__TASK INSTRUCTIONS__. Repeat every entry exactly. Do not include the pictures.

═══ PROVIDED RECORDS

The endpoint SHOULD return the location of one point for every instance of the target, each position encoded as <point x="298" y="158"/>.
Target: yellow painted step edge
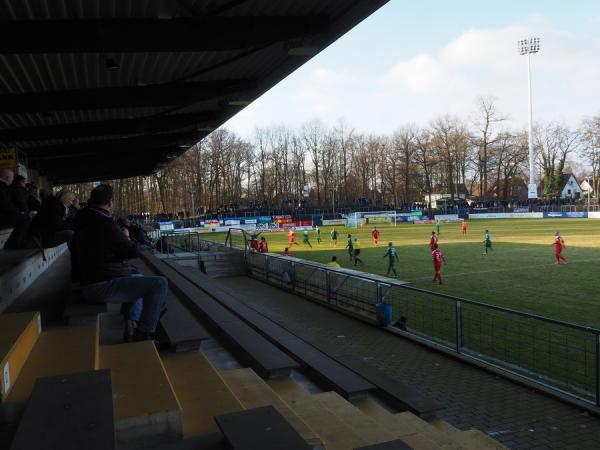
<point x="16" y="356"/>
<point x="201" y="392"/>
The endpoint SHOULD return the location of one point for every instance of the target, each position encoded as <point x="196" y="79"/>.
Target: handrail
<point x="507" y="310"/>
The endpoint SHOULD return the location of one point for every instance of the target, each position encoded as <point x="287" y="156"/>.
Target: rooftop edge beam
<point x="114" y="146"/>
<point x="122" y="97"/>
<point x="153" y="35"/>
<point x="120" y="127"/>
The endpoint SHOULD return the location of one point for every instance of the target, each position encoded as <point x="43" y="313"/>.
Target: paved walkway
<point x="515" y="415"/>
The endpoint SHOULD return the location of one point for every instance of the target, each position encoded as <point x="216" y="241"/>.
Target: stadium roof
<point x="102" y="89"/>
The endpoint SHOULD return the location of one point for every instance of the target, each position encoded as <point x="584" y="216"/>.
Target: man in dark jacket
<point x="18" y="192"/>
<point x="101" y="250"/>
<point x="9" y="213"/>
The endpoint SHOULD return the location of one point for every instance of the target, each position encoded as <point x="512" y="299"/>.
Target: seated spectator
<point x="9" y="213"/>
<point x="137" y="233"/>
<point x="101" y="249"/>
<point x="50" y="224"/>
<point x="263" y="246"/>
<point x="33" y="198"/>
<point x="18" y="193"/>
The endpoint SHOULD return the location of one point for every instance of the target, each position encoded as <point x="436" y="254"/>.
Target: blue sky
<point x="413" y="61"/>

══════

__SOLUTION TO THIS PROBLEM__.
The endpoint SHOULD return the location of one point for every instance of the target, each position encoded as <point x="298" y="158"/>.
Target: yellow painted step edge
<point x="16" y="356"/>
<point x="201" y="392"/>
The endpoint SHOULD return the location of one point for every instance of the target, each position encoded as <point x="196" y="79"/>.
Target: handrail
<point x="507" y="310"/>
The endpoint SHOULD return the location of one point for every instance of the target, each position encoded as <point x="287" y="156"/>.
Target: rooftop edge beam
<point x="114" y="146"/>
<point x="122" y="97"/>
<point x="153" y="35"/>
<point x="120" y="127"/>
The endpoint SHOULD return the location of one point for every instance of the target, each position encoded as <point x="43" y="313"/>.
Target: paved walkway
<point x="515" y="415"/>
The endpoint SHOULD return the location of one point for every instance of the target, each position encoded as <point x="216" y="241"/>.
Target: stadium roof
<point x="102" y="89"/>
The endpoint SHOULD return the location of one point for every instance of the target, each position encoded as <point x="584" y="216"/>.
Target: man in dark jacket
<point x="18" y="192"/>
<point x="101" y="250"/>
<point x="9" y="213"/>
The endpoint SHOULD return the location of one point for every instance of the target, each position encoded as <point x="512" y="299"/>.
Target: seated spectator
<point x="9" y="213"/>
<point x="137" y="233"/>
<point x="101" y="249"/>
<point x="50" y="224"/>
<point x="263" y="246"/>
<point x="33" y="198"/>
<point x="18" y="193"/>
The endpoint SHOULD return the location of one point for every instance of the target, each position encoded as <point x="436" y="254"/>.
Target: blue sky
<point x="413" y="61"/>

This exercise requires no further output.